__Exercise requirements__: Filter the entries below, keeping only lines with "target".

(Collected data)
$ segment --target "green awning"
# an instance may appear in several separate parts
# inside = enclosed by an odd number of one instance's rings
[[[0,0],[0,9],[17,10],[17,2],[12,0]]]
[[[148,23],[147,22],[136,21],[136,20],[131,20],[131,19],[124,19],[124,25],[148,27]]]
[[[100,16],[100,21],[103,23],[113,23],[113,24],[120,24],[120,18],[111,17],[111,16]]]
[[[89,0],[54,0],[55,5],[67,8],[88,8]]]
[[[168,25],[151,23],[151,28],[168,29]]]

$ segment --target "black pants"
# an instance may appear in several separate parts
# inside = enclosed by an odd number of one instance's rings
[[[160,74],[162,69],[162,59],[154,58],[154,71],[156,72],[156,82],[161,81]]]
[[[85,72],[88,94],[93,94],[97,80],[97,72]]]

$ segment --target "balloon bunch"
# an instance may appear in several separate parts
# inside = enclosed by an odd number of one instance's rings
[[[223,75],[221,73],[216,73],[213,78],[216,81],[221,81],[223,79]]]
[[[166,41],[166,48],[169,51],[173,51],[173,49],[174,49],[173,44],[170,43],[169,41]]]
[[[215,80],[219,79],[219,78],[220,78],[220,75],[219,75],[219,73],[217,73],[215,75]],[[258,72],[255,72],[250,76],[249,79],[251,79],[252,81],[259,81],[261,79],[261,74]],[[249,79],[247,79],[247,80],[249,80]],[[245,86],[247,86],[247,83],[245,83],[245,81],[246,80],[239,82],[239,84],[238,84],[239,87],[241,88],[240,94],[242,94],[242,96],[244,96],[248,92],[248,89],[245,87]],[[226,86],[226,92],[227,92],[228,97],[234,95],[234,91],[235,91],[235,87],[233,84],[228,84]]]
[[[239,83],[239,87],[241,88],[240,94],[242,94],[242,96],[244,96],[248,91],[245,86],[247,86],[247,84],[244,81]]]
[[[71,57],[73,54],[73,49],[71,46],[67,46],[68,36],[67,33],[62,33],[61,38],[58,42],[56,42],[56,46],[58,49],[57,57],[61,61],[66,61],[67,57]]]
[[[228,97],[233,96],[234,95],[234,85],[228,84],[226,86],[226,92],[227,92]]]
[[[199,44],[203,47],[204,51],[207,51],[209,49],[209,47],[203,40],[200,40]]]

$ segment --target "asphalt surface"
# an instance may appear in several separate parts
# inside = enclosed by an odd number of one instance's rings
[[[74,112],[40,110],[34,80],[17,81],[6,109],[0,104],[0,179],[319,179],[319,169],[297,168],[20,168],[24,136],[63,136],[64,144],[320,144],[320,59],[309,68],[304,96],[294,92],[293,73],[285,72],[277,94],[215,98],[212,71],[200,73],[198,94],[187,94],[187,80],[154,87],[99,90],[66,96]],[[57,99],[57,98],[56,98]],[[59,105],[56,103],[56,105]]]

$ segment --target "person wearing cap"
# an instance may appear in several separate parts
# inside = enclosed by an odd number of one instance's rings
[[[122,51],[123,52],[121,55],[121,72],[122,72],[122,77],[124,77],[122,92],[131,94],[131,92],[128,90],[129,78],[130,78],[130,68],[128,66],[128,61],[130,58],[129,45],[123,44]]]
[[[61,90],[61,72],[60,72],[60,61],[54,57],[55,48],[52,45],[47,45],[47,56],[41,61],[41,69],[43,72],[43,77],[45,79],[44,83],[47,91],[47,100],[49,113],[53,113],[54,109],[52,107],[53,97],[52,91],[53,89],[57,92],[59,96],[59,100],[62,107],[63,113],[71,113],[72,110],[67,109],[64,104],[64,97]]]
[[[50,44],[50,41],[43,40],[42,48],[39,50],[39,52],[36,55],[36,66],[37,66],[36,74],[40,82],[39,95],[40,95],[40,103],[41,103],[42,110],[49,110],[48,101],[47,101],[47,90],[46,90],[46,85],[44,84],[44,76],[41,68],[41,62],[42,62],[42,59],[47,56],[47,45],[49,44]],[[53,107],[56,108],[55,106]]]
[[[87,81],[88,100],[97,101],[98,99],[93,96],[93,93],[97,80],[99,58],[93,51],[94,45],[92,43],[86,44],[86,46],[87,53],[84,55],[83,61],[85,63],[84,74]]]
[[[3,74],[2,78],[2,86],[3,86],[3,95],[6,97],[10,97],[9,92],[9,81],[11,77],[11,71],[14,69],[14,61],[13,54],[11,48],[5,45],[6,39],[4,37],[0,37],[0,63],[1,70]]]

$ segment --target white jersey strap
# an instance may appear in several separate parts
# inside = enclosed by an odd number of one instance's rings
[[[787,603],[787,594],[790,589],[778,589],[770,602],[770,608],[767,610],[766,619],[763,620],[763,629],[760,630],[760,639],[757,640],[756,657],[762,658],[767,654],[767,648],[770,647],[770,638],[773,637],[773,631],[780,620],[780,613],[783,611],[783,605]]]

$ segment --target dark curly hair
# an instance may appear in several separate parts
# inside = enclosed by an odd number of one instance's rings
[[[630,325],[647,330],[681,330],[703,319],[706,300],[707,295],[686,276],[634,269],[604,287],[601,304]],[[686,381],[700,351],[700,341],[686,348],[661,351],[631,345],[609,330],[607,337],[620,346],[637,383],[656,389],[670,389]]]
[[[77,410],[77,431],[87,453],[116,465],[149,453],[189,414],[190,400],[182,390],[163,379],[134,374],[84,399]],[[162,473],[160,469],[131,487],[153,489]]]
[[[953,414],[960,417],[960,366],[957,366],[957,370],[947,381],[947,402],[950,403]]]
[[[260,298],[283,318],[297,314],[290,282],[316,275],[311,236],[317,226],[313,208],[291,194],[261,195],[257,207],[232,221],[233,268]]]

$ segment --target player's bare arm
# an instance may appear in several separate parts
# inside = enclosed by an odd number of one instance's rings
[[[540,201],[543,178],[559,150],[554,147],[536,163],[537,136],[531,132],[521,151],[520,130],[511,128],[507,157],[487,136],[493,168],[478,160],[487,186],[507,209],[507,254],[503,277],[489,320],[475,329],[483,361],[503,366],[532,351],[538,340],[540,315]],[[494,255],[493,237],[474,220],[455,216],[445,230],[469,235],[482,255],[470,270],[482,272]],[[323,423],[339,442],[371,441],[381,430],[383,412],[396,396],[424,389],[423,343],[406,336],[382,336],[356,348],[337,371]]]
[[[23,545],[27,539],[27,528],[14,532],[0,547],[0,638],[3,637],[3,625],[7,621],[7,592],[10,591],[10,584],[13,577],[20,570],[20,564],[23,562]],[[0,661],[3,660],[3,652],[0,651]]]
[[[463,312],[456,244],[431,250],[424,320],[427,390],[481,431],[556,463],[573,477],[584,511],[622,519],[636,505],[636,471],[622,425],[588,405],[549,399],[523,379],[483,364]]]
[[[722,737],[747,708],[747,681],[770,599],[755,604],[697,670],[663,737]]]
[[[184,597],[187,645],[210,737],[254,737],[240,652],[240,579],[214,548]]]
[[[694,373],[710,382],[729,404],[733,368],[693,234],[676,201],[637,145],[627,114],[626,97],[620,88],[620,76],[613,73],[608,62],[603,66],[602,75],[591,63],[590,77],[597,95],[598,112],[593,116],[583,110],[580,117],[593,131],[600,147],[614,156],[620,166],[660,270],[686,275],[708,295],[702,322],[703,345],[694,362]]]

__Problem solution__:
$ segment --target "green awning"
$ segment --target "black pants"
$ segment --target "balloon bunch"
$ segment --target "asphalt surface"
$ segment --target "person wearing cap"
$ segment --target white jersey strap
$ segment --target dark curly hair
$ segment --target player's bare arm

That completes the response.